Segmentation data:
-- start --
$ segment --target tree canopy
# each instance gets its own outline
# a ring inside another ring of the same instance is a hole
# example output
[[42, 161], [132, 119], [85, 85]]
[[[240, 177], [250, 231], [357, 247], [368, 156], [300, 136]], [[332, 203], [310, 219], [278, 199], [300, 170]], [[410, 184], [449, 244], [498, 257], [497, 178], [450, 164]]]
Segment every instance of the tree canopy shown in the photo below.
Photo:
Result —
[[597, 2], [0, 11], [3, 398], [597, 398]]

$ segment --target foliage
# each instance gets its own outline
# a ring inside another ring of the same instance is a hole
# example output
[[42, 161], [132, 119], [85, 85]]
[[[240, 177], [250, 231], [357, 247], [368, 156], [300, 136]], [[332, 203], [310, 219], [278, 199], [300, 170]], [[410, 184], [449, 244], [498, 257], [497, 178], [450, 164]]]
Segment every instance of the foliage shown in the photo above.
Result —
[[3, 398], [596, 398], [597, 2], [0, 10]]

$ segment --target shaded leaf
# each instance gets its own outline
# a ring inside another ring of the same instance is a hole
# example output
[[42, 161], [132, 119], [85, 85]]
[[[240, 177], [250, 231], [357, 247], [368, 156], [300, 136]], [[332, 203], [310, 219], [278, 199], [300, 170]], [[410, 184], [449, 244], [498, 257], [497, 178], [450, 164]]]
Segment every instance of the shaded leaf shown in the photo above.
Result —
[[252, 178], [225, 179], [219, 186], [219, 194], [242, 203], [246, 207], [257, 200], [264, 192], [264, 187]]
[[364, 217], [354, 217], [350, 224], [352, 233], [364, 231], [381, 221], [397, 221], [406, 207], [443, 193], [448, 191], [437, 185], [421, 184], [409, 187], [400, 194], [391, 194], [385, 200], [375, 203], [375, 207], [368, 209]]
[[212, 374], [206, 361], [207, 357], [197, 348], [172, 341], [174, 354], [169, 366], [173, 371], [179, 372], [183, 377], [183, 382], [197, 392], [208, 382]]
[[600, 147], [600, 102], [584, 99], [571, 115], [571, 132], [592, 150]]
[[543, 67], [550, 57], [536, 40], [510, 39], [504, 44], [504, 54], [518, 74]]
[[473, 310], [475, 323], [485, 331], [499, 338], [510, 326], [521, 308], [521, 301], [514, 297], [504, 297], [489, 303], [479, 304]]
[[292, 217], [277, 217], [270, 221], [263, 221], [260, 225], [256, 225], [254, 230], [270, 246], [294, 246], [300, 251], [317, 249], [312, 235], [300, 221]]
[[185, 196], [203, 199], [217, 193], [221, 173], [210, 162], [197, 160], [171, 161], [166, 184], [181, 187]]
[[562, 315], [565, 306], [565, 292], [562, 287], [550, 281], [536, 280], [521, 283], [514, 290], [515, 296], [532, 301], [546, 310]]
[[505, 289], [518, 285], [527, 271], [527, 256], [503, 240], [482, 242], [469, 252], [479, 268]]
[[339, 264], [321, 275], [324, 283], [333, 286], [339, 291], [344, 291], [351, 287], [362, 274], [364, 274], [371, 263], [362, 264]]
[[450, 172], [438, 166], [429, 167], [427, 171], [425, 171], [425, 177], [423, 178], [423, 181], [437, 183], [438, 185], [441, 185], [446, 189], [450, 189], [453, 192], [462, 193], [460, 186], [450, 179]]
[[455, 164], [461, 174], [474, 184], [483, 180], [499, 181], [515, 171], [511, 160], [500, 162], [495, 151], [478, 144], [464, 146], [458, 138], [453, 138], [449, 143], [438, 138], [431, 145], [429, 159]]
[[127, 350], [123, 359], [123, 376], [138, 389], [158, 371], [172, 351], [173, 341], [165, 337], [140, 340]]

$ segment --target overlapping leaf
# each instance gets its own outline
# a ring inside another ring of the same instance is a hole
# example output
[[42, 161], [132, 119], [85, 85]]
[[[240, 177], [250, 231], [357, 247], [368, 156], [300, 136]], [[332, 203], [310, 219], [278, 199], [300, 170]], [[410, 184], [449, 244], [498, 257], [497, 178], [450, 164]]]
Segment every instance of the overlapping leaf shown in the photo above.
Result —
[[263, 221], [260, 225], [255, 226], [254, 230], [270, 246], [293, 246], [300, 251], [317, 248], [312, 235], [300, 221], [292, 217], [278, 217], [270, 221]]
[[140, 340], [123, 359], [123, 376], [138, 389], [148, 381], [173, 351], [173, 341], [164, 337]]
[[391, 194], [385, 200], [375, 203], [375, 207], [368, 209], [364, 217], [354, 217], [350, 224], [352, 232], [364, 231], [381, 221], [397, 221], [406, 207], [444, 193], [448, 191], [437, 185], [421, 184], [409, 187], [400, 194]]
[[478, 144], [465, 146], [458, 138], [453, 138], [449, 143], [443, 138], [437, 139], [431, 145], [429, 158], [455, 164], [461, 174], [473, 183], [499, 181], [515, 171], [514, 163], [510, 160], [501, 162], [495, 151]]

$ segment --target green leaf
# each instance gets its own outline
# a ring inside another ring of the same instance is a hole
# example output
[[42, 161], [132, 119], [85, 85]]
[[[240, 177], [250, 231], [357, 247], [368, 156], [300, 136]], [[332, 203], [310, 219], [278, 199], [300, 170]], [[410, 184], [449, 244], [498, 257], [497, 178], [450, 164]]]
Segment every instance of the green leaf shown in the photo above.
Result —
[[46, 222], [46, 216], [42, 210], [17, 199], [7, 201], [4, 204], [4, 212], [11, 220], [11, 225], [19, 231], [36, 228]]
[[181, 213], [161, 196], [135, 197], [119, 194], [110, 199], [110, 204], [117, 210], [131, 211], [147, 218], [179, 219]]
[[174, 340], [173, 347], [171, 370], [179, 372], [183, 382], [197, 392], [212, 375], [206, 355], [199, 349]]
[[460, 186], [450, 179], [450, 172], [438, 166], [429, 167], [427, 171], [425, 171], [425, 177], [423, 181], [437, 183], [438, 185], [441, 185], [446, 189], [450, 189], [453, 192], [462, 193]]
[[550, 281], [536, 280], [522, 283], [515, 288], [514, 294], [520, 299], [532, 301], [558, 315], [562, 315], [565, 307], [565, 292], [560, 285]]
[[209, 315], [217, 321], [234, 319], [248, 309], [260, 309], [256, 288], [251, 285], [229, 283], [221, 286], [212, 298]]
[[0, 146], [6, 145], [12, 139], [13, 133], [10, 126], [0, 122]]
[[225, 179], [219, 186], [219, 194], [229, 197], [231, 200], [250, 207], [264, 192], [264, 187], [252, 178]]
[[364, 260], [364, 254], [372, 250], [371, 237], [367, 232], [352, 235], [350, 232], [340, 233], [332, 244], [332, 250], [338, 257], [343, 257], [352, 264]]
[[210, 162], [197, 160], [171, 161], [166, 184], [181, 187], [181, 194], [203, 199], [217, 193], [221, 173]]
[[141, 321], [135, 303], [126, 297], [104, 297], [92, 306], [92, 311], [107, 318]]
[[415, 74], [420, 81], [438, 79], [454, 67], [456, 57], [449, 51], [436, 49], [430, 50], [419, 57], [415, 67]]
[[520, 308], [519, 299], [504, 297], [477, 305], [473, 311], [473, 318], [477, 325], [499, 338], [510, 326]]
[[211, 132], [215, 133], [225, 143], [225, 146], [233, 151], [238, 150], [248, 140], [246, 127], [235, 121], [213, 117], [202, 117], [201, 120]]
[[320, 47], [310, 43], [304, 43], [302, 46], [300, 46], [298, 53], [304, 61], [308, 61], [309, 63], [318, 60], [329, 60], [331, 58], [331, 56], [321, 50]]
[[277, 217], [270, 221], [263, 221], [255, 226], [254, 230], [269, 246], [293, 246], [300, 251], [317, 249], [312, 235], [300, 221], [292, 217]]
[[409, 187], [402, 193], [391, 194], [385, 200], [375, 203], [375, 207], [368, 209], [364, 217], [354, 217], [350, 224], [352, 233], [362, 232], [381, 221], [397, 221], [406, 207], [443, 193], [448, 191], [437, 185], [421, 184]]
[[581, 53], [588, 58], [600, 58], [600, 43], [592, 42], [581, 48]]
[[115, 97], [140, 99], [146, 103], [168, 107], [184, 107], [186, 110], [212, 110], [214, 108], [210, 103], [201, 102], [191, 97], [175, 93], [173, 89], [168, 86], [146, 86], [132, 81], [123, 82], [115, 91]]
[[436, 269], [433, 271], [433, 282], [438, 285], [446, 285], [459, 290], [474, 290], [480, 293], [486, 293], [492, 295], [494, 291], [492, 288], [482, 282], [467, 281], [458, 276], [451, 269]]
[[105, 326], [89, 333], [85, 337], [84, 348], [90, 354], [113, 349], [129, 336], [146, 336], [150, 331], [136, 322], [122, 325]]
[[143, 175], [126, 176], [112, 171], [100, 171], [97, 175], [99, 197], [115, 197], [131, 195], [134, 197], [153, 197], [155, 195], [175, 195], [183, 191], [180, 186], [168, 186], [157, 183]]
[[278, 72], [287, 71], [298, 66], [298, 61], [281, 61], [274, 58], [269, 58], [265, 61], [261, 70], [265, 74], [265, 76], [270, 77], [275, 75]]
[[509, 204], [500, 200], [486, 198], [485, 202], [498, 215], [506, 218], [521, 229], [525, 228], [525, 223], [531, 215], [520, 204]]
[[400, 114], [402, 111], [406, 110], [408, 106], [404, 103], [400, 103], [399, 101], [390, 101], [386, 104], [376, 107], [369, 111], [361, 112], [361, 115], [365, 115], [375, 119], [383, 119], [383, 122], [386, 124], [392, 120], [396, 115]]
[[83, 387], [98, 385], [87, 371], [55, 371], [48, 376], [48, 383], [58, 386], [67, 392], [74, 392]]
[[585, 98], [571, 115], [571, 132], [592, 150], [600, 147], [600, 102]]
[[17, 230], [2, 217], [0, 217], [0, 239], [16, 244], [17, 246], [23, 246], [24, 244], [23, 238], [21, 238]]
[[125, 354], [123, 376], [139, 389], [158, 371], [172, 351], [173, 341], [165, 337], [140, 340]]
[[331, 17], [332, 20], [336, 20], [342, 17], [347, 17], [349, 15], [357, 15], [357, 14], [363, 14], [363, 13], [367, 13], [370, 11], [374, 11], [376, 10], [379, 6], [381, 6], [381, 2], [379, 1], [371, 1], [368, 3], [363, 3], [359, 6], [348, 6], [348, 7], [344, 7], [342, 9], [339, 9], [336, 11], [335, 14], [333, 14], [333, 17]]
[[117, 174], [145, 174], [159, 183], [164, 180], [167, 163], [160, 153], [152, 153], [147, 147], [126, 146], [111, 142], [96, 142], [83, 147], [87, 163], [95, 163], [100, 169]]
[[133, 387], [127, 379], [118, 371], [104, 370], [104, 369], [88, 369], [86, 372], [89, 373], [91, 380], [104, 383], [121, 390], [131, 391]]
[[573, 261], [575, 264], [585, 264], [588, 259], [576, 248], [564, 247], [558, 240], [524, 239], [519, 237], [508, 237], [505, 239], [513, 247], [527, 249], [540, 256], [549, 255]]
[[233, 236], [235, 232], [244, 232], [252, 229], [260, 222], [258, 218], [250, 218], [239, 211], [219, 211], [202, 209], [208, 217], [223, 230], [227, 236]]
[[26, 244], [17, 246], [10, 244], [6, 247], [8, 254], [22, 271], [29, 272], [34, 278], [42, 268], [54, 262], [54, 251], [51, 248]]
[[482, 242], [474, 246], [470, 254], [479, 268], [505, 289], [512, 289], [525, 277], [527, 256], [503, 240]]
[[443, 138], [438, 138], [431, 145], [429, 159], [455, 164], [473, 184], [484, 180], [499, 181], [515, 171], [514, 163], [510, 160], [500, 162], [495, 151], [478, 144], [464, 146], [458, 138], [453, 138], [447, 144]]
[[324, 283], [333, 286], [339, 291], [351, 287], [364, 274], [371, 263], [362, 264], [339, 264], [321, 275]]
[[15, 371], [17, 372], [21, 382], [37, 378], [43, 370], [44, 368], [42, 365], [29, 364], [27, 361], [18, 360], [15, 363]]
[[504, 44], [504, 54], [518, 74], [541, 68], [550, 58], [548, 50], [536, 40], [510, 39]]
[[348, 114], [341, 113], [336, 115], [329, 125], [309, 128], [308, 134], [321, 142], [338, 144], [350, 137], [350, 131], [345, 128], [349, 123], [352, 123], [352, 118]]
-- end --
**WHAT TO WORK ON:**
Copy the data verbatim, from its very first line up to and including the line that contains "[[597, 2], [0, 11], [3, 398], [597, 398]]".

**REPLY TO THE EXERCISE:**
$ segment --target tree canopy
# each instance gets its own outline
# a ring inside another ring of the same instance is a hole
# example output
[[42, 161], [132, 119], [85, 85]]
[[[240, 177], [250, 231], [357, 247], [368, 156], [300, 136]], [[332, 203], [310, 219], [278, 199], [300, 170]], [[410, 184], [449, 244], [498, 257], [497, 178], [450, 164]]]
Segment every instance of the tree canopy shown in the photo below.
Photo:
Result —
[[597, 2], [0, 11], [3, 398], [597, 398]]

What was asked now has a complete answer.